(Image object location entries)

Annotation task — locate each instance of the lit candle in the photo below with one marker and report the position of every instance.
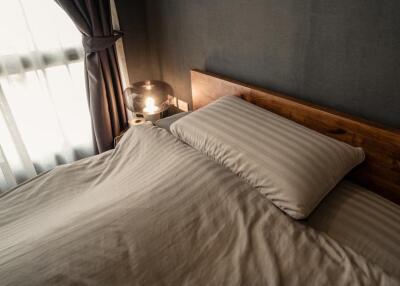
(150, 106)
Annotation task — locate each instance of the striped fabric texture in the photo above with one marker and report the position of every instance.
(154, 211)
(295, 167)
(364, 221)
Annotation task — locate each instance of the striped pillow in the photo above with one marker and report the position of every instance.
(295, 167)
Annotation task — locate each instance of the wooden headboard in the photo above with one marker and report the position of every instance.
(380, 172)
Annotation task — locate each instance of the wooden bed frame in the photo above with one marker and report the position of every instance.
(380, 172)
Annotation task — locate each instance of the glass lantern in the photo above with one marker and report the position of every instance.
(149, 99)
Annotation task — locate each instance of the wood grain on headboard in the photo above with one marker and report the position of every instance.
(380, 172)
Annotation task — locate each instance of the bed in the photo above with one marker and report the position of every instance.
(156, 211)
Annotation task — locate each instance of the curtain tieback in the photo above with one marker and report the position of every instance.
(95, 44)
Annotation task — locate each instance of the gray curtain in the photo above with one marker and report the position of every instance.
(105, 96)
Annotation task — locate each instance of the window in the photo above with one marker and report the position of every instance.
(44, 116)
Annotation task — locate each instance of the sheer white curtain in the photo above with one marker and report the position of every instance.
(44, 116)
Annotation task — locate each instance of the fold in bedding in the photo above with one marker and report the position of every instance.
(156, 212)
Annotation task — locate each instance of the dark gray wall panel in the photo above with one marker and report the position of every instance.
(343, 54)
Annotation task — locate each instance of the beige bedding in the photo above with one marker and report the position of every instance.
(362, 220)
(156, 212)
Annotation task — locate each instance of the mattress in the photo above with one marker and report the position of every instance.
(156, 212)
(362, 220)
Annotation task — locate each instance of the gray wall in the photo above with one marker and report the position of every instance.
(133, 22)
(343, 54)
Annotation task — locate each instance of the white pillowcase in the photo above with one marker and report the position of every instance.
(295, 167)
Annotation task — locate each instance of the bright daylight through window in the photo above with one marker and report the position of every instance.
(44, 116)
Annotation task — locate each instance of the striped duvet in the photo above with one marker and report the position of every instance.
(156, 212)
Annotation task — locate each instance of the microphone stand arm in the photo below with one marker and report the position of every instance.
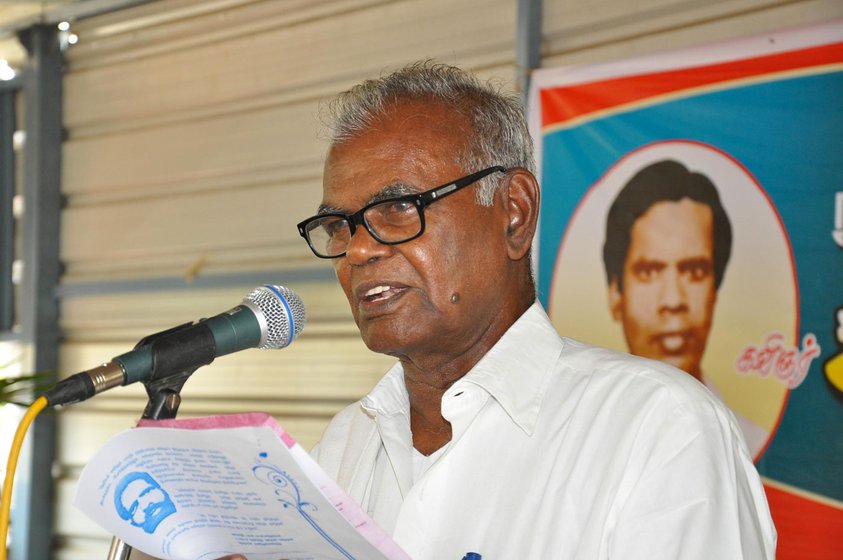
(164, 398)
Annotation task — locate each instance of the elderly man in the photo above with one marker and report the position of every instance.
(492, 437)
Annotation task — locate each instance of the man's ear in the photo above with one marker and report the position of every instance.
(615, 300)
(521, 198)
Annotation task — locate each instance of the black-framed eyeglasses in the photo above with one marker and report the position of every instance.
(391, 221)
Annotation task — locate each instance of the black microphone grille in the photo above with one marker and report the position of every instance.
(284, 312)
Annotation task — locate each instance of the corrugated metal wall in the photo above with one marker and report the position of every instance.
(193, 148)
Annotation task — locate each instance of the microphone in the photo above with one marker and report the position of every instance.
(268, 317)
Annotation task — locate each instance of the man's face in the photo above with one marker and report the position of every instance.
(668, 297)
(439, 294)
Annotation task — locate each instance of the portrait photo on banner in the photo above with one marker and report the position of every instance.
(669, 255)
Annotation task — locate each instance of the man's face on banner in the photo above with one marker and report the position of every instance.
(668, 295)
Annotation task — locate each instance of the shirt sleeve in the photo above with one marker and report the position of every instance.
(691, 491)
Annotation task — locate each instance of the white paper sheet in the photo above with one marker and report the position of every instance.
(198, 489)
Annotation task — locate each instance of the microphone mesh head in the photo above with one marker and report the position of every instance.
(283, 311)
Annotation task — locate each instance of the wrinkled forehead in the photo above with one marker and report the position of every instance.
(407, 149)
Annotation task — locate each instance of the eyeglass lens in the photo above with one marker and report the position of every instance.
(391, 221)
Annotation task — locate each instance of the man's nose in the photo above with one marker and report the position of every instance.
(671, 291)
(363, 248)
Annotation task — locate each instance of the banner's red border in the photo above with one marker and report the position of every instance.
(561, 104)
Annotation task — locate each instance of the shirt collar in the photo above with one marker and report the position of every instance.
(389, 397)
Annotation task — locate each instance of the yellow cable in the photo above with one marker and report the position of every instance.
(33, 410)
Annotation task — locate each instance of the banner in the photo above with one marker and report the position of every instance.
(692, 212)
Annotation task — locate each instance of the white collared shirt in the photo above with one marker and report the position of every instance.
(559, 450)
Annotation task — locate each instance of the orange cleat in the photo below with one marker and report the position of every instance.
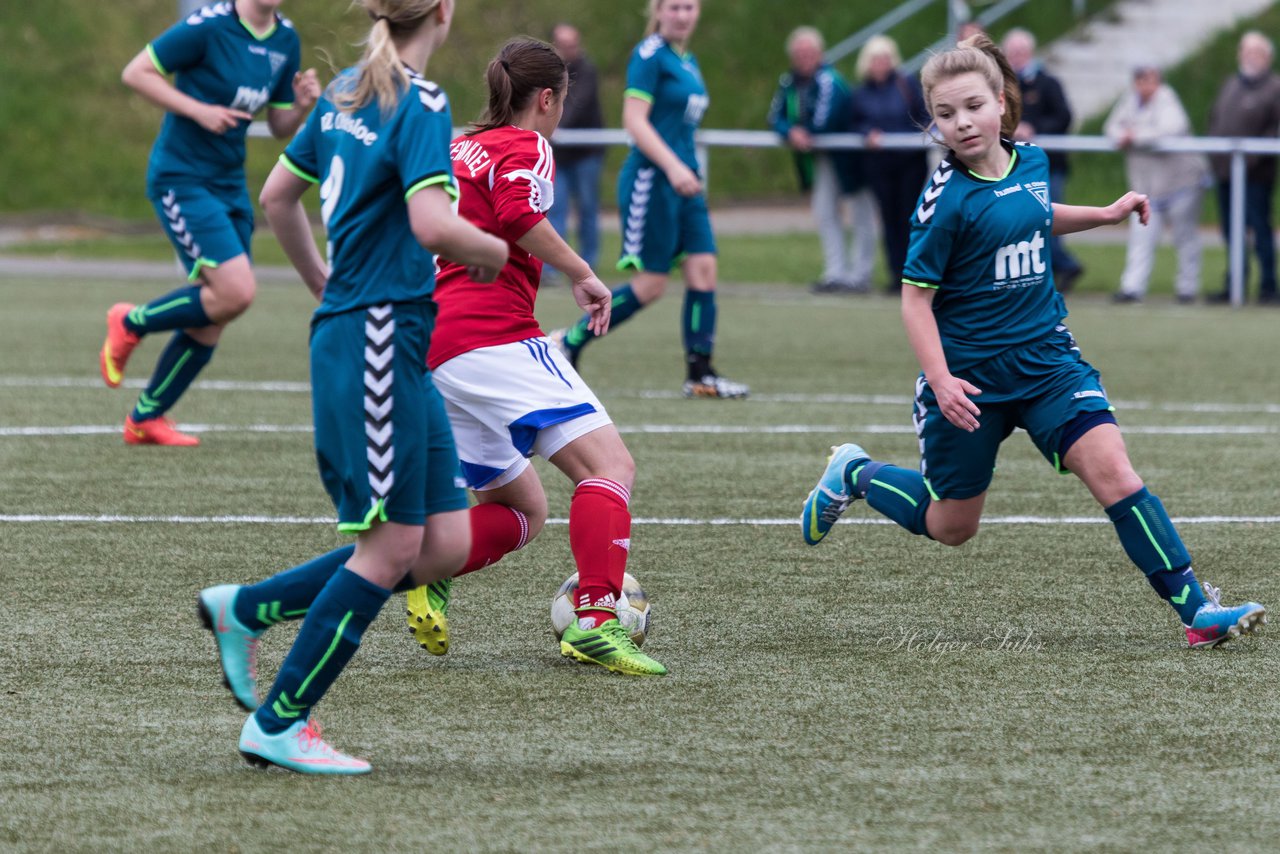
(118, 346)
(156, 432)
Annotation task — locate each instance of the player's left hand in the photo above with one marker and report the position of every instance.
(306, 88)
(1130, 202)
(595, 300)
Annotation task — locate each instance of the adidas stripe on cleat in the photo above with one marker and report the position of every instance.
(118, 346)
(300, 748)
(237, 645)
(428, 616)
(1216, 624)
(611, 647)
(833, 493)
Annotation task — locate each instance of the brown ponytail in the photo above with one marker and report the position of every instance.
(521, 69)
(382, 74)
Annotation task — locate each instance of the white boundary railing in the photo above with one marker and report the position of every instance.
(1237, 147)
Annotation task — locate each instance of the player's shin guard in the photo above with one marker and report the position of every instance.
(179, 364)
(177, 310)
(288, 596)
(599, 535)
(625, 305)
(698, 323)
(329, 636)
(1152, 543)
(899, 493)
(496, 530)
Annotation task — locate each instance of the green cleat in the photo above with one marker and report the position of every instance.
(611, 647)
(428, 616)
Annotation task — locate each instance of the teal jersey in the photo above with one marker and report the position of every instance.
(983, 243)
(368, 165)
(218, 59)
(675, 90)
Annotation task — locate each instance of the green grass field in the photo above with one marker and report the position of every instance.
(1025, 692)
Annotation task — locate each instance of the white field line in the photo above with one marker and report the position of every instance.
(671, 429)
(864, 400)
(44, 519)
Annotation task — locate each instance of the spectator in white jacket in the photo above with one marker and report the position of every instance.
(1175, 182)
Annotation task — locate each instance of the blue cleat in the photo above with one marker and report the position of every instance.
(833, 493)
(1216, 624)
(237, 645)
(300, 748)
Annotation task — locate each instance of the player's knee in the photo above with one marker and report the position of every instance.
(954, 531)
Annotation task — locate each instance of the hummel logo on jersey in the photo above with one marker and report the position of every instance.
(928, 201)
(250, 100)
(1022, 259)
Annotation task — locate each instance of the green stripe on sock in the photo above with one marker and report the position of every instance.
(328, 654)
(1153, 543)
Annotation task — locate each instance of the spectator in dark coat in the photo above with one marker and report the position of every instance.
(888, 101)
(812, 100)
(1248, 105)
(577, 168)
(1045, 110)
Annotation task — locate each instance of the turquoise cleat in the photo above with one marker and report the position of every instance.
(300, 748)
(1216, 624)
(237, 645)
(833, 493)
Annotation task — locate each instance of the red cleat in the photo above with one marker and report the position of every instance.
(156, 432)
(118, 346)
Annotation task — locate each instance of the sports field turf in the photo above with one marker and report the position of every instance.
(1025, 692)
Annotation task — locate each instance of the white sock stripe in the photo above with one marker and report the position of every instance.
(612, 485)
(524, 529)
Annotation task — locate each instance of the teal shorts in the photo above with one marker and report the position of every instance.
(658, 224)
(205, 225)
(1045, 388)
(383, 439)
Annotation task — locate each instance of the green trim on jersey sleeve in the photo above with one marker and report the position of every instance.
(378, 512)
(449, 186)
(155, 60)
(288, 164)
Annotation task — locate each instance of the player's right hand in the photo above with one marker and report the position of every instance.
(595, 298)
(954, 401)
(684, 181)
(220, 119)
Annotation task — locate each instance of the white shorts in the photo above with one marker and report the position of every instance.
(512, 401)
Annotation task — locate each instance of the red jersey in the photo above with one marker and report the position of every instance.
(506, 181)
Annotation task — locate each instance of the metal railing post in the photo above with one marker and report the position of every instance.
(1235, 245)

(WORK TO COMPLETE):
Rewrite the data from the line containing "Annotation task — locate each instance of the green trim" through the end of the data, switching "white shorts" to "black shorts" and leaving everything else unchanged.

(TASK RESULT):
Annotation task — locate each instance of the green trim on jersey sleeve in the photo above with one marker and report the position of every instance.
(378, 512)
(449, 186)
(155, 60)
(288, 164)
Annotation task — locate each instance of the player's right hand in the photo above with one marker and report the position of every instance.
(595, 298)
(954, 401)
(684, 181)
(220, 119)
Annotation task — locate each instance of the black shorts in the photo above with one marker and report the position of every instance.
(512, 401)
Annotation task — locate each instance of the red jersey in the photo above with one marker and report the position of every instance.
(506, 181)
Annotation task — locate each instance of the metal railing post in the photo above with one marker and report the position of every instance.
(1235, 245)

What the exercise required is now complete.